This topic address only the most routine steps of pump rebuild.  Should your pump evidence stripped threads, and unless you are able to, we recommend you visit your local machine shop for some helicoil work.  In the case of cracked housings, etc. you are probably looking at a replacement part or complete pump.  Some assemblies in the stock 404.1 require some careful attention when rebuilding.  While resurfacing the cylinder head and other similar component parts are best entrusted to a competent machine shop with the requisite tools, two items in the fuel system can be attended to by the home mechanic with excellent results.  They are the carburetor and the fuel pump.  Although just casually mentioned in the workshop manual, this can be accomplished with a little time, some emery cloth and a considerable amount of “elbow grease”.   Here’s a how to for the novice:

  

Completely strip the pump and clean in solvent.  Some pumps evidence calcification from water deposits over a long period of contamination or disuse.  A baking soda solution will assist in the removal of these deposits if media blasting is not available.  Media blasting (we use glass bead) is a plus for cosmetics as well, but not mandatory.

Starting with a coarse grade of emery cloth on a flat surface such as a pane of heavy glass or plex, rotate the part in a circular motion.  Soon the effects of screw tension that have pulled the pump halves together, will be evident.  Low spots and areas will appear darker as opposed to the clean, rough areas where the abrasion is taking effect.  Pause often and remove the deposits from both the cloth and the part.  You’ll be surprised on how much particulate and dust will appear.

Be patient,  we have counted upwards of around 2,000 revolutions if this is done by hand.  Once the low areas are almost non-existent, a medium grade of emery cloth may be used to even out the effects of material removal.

Voila !  Now your housing halves are ready for that diaphragm*, assembly and installation.  You’ve saved yourself a considerable investment in a new pump !  As a postscript, and from a Gratis article in our distant past, during assembly, an aid to installing the diaphragm is the insertion of a phillips head screwdriver  from the pump rear.  This immobilizes the lever and eases the attachment of the shaft slot.  This is one of those items that requires a little patience, some skill, and dry fingers to “feel” your way through the process.  Even no thumbs Otto can do it !

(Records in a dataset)
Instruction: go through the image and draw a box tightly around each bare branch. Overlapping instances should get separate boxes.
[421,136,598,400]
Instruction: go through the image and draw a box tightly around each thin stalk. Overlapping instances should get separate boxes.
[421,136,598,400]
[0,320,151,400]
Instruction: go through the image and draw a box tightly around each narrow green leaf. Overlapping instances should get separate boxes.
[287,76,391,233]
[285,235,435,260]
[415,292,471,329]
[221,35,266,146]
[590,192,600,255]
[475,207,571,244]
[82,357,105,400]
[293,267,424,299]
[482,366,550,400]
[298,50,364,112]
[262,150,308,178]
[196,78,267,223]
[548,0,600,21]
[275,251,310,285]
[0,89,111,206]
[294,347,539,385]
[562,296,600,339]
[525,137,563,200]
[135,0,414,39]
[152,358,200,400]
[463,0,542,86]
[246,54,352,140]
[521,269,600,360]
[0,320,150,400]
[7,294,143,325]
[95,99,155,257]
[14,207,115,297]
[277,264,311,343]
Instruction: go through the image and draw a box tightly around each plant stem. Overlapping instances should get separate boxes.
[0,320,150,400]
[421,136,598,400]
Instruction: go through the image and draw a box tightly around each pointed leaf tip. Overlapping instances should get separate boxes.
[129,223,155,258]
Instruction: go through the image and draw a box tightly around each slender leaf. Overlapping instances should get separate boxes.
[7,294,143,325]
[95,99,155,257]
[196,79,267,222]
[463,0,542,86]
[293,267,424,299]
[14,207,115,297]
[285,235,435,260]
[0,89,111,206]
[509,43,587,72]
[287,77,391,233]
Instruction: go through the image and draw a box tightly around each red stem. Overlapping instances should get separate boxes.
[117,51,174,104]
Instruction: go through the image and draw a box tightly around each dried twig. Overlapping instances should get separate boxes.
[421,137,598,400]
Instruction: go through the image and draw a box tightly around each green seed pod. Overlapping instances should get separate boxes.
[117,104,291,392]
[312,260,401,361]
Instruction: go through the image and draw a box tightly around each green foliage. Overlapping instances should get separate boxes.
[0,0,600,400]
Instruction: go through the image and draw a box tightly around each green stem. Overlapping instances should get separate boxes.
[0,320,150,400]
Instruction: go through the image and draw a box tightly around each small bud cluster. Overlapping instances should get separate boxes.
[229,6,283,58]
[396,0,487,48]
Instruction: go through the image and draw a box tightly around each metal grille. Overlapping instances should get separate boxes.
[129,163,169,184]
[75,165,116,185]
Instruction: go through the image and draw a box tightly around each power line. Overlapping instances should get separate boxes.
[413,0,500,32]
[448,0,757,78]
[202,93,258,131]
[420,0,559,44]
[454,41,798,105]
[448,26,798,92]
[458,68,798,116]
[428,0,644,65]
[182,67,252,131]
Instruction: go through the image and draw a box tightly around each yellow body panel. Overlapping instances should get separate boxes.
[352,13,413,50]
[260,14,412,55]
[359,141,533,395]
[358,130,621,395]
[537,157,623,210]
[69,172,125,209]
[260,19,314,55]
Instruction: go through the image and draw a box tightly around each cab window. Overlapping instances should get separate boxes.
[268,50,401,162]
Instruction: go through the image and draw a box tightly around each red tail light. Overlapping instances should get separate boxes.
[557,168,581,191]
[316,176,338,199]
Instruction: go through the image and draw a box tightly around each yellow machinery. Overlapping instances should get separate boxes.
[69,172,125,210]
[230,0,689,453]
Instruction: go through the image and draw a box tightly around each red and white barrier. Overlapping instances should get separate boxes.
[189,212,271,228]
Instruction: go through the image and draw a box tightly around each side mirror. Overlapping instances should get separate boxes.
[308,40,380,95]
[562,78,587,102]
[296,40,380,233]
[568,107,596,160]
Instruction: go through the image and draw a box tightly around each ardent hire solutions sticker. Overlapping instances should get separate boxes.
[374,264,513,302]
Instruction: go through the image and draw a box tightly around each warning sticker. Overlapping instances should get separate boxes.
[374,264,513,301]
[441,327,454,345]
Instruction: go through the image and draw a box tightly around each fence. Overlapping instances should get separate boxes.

◆ Your objective: Translate this sentence from the fuel pump rebuild text into Spanish: "A baking soda solution will assist in the removal of these deposits if media blasting is not available." You won't need the listing for this.

◆ Output below: Una solución de bicarbonato de sodio ayudará a eliminar estos depósitos si no se dispone de limpieza por chorro abrasivo.